# Extrait du document
<<<<

Conjurer les vertiges – sur Trash Vortex de Mathieu Larnaudie
Lecteurs et lectrices l’ont remarqué, en particulier Pierre Schoentjes[1] : l’écologie ou le souci de la Terre sont devenus le cœur battant des littératures contemporaines. Quelques-uns partent à la recherche d’espaces préservés ou en retrait comme Claudie Hunzinger, mais la plupart cherchent à nouer de nouvelles alliances, à composer des imaginaires alternatifs, à inventer de nouveaux attachements au vivant, d’autres enfin auscultent la catastrophe.
C’est, selon la terminologie du critique, une « littérature marron », qui décrit les atteintes faites à la Terre, met en évidence les blessures du vivant ou raconte l’emballement de l’Anthropocène : c’est une littérature aux prises avec les déchets, qui s’écrit dans « les ruines du capitalisme », pour reprendre la formule de l’anthropologue Anna Tsing. Guillaume Poix, Lucie Taïeb ou Raphaëlle Guidée s’inscrivent dans cette veine. Et avec Trash Vortex, Mathieu Larnaudie leur emboîte le pas.
Le titre du roman fait énigme et impose d’emblée des imaginaires, entre le film catastrophe et le goût des marges. La formule désigne en fait des immenses tourbillons de déchets, oscillant entre la soupe de plastique et un nouveau continent, lourd de plusieurs millions de tonnes et de millions de kilomètres carrés. C’est l’envers du capitalisme : ce que produit notre fièvre de consommation, notre insouciance du temps à venir, la matérialisation concrète de nos modèles sociaux, une mauvaise conscience cancéreuse qui envahit à mesure notre monde. Pourtant, Mathieu Larnaudie ne saisit pas ce continent de déchets au ras des habitants ou des manières concrètes de pactiser avec ce monde dévasté : il déplace la focale pour prendre en charge les hyperpuissants de notre monde, à la fois les plus éloignés des atteintes concrètes faites à la planète et les plus responsables du suicide planétaire en cours.

>>>>

# Données brutes
<<<<

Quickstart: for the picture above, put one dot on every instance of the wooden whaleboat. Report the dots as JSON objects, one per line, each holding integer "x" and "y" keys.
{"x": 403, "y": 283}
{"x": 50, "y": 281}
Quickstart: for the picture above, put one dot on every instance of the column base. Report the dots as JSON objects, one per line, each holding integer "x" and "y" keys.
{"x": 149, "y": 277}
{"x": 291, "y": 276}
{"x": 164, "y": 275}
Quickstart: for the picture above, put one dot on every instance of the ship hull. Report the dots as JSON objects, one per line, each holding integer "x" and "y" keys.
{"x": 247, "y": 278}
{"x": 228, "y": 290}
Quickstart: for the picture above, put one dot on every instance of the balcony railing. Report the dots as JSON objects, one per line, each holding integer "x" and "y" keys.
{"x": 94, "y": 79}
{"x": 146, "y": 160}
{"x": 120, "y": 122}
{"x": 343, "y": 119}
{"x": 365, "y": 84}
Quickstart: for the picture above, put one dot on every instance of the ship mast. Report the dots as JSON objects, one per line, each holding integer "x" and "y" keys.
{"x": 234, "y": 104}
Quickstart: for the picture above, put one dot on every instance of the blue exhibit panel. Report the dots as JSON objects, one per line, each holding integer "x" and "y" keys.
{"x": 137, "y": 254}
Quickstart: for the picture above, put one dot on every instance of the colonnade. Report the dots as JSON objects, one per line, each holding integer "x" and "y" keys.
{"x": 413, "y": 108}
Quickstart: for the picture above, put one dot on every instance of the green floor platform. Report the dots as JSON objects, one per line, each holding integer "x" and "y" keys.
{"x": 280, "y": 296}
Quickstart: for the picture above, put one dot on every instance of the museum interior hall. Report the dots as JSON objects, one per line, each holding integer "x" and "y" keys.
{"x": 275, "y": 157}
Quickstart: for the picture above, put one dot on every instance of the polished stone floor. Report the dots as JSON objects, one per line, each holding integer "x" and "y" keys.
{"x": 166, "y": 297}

>>>>

# Travail demandé
Poursuivez l'article critique consacré au roman Trash Vortex en reprenant juste après sa dernière phrase.

# Résultat
Business as usual : le roman décrit avec une forte verve satirique ce théâtre des hommes et femmes de pouvoir, qui pressentent que le monde bascule et qui cherchent malgré tout à en tirer un nouveau bénéfice. Mathieu Larnaudie est, on le sait, gourmand de cette langue du pouvoir, des représentations politiques qui la structurent : il est un entomologiste hors pair de ces cercles politiques, décrypte avec une jubilation leurs discours, qui oscillent entre l’autojustification et le cynisme sans bord.
C’est un Proust contemporain, qui déplace ici son microscope ou son télescope des petits cercles mondains aux cercles étroits des puissants ; il le faisait déjà en suivant la promotion Senghor de l’ENA dans Les Jeunes gens, il prolonge cette entreprise avec un sens ironique plus affirmé. C’est le bal des têtes du Temps retrouvé auquel on assiste, mais la duchesse de Guermantes a laissé place à Elon Musk, Donald Trump, Benalla, Liliane Bettencourt, etc. Si tous sont immédiatement reconnaissables dans la transposition romanesque, c’est qu’il ne s’agit pas d’un roman à clef, mais de trouver par les outils de la fiction un puissant levier pour accentuer les traits, rendre sensibles les types. Non pas reconnaître des figures réelles, mais travailler par l’ampleur du style, l’art de la touche, le commentaire ironique, où la satire le dispute à la caricature, à rendre méconnaissable notre propre réalité.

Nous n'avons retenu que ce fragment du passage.